Lecture 9: Joins & subqueries in SQL#
Learning Objectives#
By the end of this lecture, students should understand:
What JOIN statements are and why they are used.
The different types of JOINs: INNER JOIN, LEFT JOIN, RIGHT JOIN, and FULL OUTER JOIN.
How to deal with ambiguous column names in JOINs.
How to join more than two tables.
What subqueries are and why they are used.
The different types of subqueries: single-row, multiple-row, and correlated subqueries.
# load the ipython-sql extension
%load_ext sql
%config SqlMagic.displaylimit = 10
import json
import urllib.parse
with open('data/credentials.json') as f:
login = json.load(f)
username = login['user']
password = urllib.parse.quote(login['password'])

Given entries —
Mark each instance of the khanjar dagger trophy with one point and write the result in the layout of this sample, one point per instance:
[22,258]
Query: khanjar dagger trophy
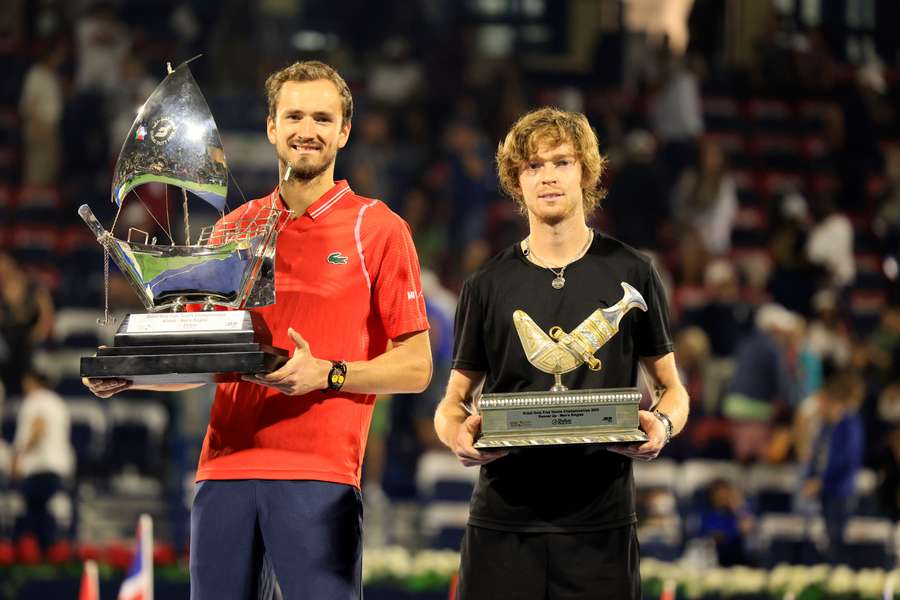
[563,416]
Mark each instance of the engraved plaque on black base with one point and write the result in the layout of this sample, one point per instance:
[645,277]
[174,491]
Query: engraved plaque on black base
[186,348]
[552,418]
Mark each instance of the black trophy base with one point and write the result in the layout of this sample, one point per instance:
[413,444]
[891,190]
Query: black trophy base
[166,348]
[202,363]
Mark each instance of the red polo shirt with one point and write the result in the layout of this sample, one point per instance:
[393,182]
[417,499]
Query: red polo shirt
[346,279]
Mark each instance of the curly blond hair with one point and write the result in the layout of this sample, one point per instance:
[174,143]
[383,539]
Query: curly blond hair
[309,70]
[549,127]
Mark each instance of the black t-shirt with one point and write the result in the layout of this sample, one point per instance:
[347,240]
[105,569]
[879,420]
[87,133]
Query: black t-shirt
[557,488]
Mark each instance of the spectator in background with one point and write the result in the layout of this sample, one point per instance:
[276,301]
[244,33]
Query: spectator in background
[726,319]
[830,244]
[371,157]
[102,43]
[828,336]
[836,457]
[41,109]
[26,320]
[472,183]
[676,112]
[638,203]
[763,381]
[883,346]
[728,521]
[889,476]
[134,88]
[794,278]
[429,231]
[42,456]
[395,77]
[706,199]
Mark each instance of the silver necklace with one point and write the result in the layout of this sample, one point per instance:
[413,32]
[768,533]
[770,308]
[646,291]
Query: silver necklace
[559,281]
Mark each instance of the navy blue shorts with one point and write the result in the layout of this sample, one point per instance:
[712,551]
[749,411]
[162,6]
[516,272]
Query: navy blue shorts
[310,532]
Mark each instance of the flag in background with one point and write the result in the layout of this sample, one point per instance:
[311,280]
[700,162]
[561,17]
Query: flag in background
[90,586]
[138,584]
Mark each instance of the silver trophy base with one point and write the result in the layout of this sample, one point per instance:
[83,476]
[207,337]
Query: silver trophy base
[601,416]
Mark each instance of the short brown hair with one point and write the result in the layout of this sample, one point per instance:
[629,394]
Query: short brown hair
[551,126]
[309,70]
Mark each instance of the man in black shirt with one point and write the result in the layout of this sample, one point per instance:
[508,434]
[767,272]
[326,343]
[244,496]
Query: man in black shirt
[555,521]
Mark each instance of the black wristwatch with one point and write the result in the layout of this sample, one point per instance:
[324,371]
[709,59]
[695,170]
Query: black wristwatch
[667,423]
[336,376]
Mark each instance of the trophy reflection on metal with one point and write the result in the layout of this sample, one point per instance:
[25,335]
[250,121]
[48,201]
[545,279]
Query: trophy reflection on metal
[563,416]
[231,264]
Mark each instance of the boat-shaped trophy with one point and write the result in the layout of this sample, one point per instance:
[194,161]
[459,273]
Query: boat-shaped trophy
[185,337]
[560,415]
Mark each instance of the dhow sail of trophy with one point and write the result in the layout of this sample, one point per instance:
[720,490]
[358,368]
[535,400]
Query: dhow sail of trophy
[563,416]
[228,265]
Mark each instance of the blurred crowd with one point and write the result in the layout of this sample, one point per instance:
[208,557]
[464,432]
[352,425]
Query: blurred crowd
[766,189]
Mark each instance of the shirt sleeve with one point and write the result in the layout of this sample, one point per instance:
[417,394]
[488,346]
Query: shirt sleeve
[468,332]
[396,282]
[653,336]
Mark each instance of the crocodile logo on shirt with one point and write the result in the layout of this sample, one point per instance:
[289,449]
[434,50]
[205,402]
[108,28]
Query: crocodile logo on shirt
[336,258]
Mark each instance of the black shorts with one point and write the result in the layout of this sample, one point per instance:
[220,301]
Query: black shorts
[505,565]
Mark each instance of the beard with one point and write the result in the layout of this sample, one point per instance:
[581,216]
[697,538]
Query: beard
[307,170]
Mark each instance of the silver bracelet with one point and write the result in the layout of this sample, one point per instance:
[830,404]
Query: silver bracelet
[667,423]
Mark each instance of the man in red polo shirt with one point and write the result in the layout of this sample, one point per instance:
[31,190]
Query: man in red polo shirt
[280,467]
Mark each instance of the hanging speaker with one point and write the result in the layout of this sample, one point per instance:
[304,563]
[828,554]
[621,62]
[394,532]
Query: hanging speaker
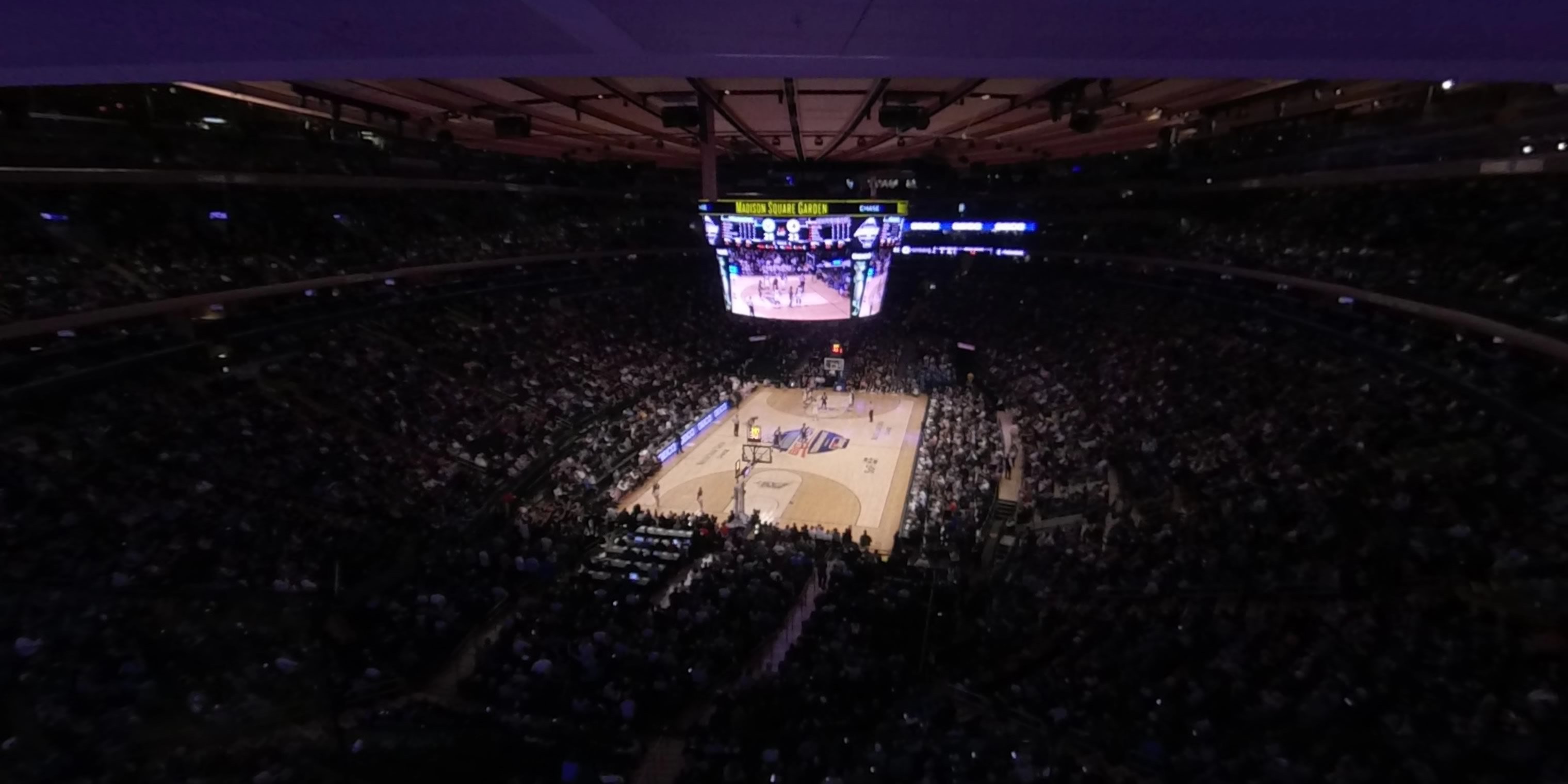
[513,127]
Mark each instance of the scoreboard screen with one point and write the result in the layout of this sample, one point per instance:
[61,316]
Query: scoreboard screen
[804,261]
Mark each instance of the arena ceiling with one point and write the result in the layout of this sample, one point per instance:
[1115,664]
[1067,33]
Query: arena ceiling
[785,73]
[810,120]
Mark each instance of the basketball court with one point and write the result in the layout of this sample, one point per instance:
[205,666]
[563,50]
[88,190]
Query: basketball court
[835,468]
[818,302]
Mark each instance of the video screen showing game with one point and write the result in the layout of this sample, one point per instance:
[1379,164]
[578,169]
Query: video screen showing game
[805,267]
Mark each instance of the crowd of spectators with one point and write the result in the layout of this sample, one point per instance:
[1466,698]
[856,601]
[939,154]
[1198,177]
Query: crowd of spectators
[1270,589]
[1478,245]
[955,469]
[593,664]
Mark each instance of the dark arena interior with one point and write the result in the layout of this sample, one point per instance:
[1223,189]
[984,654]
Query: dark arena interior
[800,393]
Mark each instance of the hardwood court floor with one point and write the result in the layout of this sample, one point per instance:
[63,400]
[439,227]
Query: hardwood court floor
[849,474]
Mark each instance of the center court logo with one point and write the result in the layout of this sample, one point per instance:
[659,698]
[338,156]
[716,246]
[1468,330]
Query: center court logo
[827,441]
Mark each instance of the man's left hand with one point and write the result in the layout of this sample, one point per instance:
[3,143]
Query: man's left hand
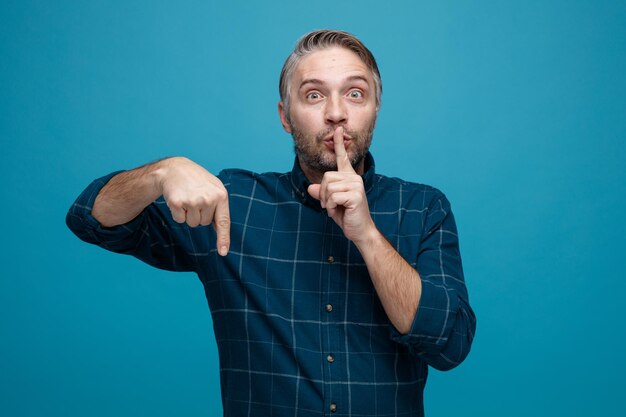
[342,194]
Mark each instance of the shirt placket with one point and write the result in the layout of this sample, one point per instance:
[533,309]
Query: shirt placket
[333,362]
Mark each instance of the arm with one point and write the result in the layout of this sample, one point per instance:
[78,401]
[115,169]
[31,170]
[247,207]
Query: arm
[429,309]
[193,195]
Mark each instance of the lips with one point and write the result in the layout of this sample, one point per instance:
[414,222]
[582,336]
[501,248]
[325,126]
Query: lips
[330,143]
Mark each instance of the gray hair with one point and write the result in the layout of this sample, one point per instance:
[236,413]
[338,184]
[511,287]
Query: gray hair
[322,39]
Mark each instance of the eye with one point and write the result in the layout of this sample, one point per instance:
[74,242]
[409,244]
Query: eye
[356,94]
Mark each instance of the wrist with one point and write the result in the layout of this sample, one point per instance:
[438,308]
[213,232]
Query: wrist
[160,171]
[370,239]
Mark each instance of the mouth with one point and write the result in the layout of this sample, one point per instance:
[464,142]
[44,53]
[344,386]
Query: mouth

==

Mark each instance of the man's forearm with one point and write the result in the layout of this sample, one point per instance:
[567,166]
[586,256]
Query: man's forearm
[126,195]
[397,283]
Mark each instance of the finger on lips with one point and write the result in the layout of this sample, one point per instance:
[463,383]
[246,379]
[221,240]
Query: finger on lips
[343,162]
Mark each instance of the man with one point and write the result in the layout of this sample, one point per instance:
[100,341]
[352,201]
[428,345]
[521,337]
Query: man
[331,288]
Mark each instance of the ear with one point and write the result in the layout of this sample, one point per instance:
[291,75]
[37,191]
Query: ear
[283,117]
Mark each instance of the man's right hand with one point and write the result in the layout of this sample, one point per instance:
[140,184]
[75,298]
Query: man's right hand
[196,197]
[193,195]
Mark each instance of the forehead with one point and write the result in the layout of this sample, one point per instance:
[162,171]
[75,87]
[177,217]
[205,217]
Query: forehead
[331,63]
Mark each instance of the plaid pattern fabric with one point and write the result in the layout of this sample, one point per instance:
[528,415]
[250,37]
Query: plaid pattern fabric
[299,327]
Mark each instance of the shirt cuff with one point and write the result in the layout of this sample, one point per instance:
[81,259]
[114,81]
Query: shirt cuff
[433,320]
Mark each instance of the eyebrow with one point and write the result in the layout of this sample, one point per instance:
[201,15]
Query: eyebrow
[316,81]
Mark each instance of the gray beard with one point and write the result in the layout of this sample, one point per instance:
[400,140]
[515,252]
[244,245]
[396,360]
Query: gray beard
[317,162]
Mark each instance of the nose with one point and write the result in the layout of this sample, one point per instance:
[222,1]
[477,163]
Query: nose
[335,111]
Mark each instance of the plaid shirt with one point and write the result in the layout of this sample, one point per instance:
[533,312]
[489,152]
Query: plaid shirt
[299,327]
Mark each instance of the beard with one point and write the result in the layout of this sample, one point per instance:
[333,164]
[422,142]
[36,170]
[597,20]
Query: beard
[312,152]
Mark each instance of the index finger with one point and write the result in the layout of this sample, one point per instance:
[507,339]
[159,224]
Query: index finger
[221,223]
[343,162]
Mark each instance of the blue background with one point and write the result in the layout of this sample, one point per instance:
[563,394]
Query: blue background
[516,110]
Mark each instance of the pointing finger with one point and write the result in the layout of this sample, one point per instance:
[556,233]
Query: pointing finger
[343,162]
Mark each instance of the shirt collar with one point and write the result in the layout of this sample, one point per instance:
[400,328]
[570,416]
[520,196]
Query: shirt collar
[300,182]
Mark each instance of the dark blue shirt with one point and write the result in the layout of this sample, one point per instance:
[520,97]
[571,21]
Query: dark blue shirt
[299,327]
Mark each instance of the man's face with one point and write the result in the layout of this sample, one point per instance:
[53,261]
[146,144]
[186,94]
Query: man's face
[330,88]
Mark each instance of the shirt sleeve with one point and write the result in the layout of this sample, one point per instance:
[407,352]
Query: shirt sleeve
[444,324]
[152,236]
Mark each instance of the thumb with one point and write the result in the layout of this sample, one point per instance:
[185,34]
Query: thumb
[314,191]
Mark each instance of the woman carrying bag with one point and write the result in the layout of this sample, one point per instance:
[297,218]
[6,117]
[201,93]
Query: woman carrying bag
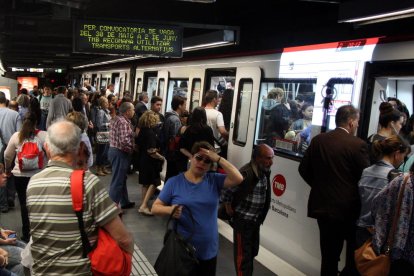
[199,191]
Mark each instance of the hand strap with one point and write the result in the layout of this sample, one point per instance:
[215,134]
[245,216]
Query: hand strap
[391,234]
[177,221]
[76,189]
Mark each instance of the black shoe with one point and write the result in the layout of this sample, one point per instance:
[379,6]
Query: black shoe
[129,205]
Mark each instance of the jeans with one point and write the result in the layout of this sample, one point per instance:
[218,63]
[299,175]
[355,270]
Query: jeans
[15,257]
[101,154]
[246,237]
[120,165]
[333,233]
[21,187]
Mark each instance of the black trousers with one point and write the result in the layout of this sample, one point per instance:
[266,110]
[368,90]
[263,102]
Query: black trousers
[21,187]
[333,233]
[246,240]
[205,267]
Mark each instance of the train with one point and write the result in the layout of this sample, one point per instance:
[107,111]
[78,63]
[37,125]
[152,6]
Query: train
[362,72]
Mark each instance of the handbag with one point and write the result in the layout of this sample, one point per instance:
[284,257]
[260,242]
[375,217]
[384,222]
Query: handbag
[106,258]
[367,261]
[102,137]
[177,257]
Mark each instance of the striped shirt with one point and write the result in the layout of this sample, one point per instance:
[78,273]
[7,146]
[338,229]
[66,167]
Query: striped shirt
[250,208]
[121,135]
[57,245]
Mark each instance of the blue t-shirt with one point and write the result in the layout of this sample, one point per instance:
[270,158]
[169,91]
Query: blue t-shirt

Jobs —
a: From the lecture on joins and subqueries, list every type of JOIN that it names.
b: Retype the passage of the lecture on joins and subqueries between "The different types of JOINs: INNER" and "login = json.load(f)", inclusive.

Task-by-task answers —
a:
INNER JOIN
LEFT JOIN
RIGHT JOIN
FULL OUTER JOIN

b:
The different types of JOINs: INNER JOIN, LEFT JOIN, RIGHT JOIN, and FULL OUTER JOIN.
How to deal with ambiguous column names in JOINs.
How to join more than two tables.
What subqueries are and why they are used.
The different types of subqueries: single-row, multiple-row, and correlated subqueries.
# load the ipython-sql extension
%load_ext sql
%config SqlMagic.displaylimit = 10
import json
import urllib.parse
with open('data/credentials.json') as f:
login = json.load(f)